Transcribe precisely, and only, the lines beginning at the line containing "Target — wooden post." and ending at the final line of the material below.

+ + + + + + +

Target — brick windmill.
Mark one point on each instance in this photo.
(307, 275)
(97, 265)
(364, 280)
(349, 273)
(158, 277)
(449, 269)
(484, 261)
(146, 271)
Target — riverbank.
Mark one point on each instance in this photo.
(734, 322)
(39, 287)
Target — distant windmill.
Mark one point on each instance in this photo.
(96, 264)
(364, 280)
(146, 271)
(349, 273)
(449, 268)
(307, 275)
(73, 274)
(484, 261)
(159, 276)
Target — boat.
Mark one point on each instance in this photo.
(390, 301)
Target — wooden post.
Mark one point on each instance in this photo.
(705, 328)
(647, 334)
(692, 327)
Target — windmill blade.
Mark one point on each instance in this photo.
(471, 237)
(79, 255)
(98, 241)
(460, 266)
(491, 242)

+ + + + + + +

OUTPUT:
Target — wooden post.
Mark one point on each instance in this photo.
(705, 328)
(647, 334)
(692, 327)
Target — windmill blade.
Mark one point on each instance in this photo.
(471, 237)
(79, 255)
(98, 241)
(460, 266)
(491, 242)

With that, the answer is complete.